- [WORK INSTRUCTION A] Return everything from "As teen BFFs" down to "intended to be." in the article about the '70s fashion in the film Dick, copied word for word.
- [WORK INSTRUCTION B] Resume the article about the '70s fashion in the film Dick, picking up right after its last sentence.

- [PASSAGE]
◇ ◇ ◇ ◇
Michelle Williams & Kirsten Dunst wear crop tops rendered in stars and stripes from an American fla...
John Medland/Columbia/Phoenix/Kobal/Shutterstock

Fashion

In 'Dick,' Kirsten Dunst And Michelle Williams Pull Off Kitschy '70s Style

As teen BFFs Betsy and Arlene, they experiment with all types of fun looks.

by Abbey Bender
Updated: 
Originally Published: 

In this year of extreme political anxiety, there is no catharsis quite like re-watching Dick. Andrew Fleming's 1999 film is part-teen movie, part-political satire: The story follows Betsy (Kirsten Dunst) and Arlene (Michelle Williams), two lovably ditzy teen girls who, through a series of silly coincidences, inadvertently end up becoming Deep Throat and ending Richard Nixon's presidency. Watching Dick in the cursed political year of 2020, the film feels like even more of a nostalgic fantasy than it was likely originally intended to be.

Dick is also one of many examples of the '90s fixation on '70s style. That '70s Show, Dazed and Confused, and countless '70s-inspired looks in magazines and catalogs of the time had brought bell-bottoms and polyester back into the limelight — over two decades after they had first reigned supreme — and Dick offers some of the most memorable '90s-does-'70s looks.

Dick and the similarly '70s-set The Virgin Suicides were both released in 1999, officially making Dunst the queen of this essential retro-style niche. Both Dunst and Williams bring an infectious positive energy to their characters, and while both actresses are obviously charismatic and expertly play off one another (their enthusiasm for Nixon's dog Checkers is unforgettable in its pure girlish giddiness), their ability to pull off '70s fashion at its most kitsch is essential to their characters.
◇ ◇ ◇ ◇
- [EXERCISE DATA]
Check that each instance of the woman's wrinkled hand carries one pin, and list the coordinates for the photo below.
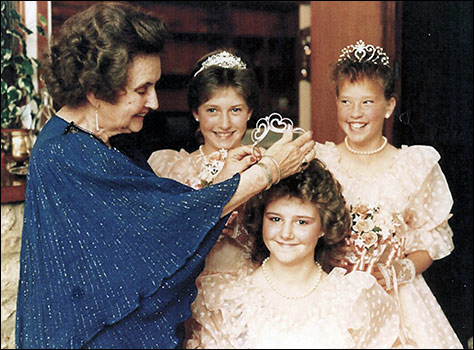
◇ ◇ ◇ ◇
- [EXPECTED OUTPUT A]
As teen BFFs Betsy and Arlene, they experiment with all types of fun looks.

by Abbey Bender
Updated: 
Originally Published: 

In this year of extreme political anxiety, there is no catharsis quite like re-watching Dick. Andrew Fleming's 1999 film is part-teen movie, part-political satire: The story follows Betsy (Kirsten Dunst) and Arlene (Michelle Williams), two lovably ditzy teen girls who, through a series of silly coincidences, inadvertently end up becoming Deep Throat and ending Richard Nixon's presidency. Watching Dick in the cursed political year of 2020, the film feels like even more of a nostalgic fantasy than it was likely originally intended to be.

- [EXPECTED OUTPUT B]
Kerry Hayes/Columbia/Phoenix/Kobal/Shutterstock

As BFFs, Betsy and Arlene are inseparable, and their outfits are always coordinated to a T. They wear a lot of colorful minidresses and tights paired with platform shoes, looks that wouldn't be out of place in an episode of The Brady Bunch or a Seventeen magazine from the era. When they're at home, they wear long-sleeved nightgowns that are sweetly dowdy. Betsy and Arlene don't neatly fit into a '70s archetype. They aren’t hippies or disco queens, but rather feel free to dress according to their moods and experiment with all types of fun looks — a boho headband here, a pair of preppy knee socks there.

When they walk through the White House while wearing stereotypically girly clothes, their ensembles look out of place, but their frivolity is what ends up giving them power. Their outfits are disarming. Psychedelic patterns, shades of pink and purple, and cutesy accessories are so alien to the Nixon White House that they end up becoming the perfect weapon to help bring it down.

Kerry Hayes/Columbia/Phoenix/Kobal/Shutterstock

Betsy and Arlene's guilelessness manifests itself in how enthusiastically they respond to dressing for an occasion. When they go to meet Washington Post journalists Bob Woodward and Carl Bernstein, they both wear tan trench coats, black hats, and sunglasses. It's a costume that's so obviously "incognito" as to be endearing. They have an idea how they are supposed to look and take it to an extreme.

As they grow increasingly aware of Nixon's corruption, they start to wear more hippie-era peace sign jewelry — a sartorial protest against the Vietnam War. (Meanwhile, the president's peace sign gesture was often used as a signal of victory.) In the film's final scene, following the Nixon's resignation, they sew coordinated outfits from an American flag, and wear them while holding a sign reading, "You suck, Dick," in view of Nixon's helicopter. "Isn't it against the law to cut up the flag?" Betsy asks, while they put together the glorious kiss-off of a costume. "Not if you sew it back together," Arlene responds.

Seeing the girls in their crop tops rendered in stars and stripes is a victorious moment. By the end of the film, they are experts in dressing for subversion. Not only do they bring down a toxic regime, but they look fabulous doing it. Watching the film more than 20 years after its release, in a very different political climate, Betsy and Arlene feel like the patriotic heroines we need today.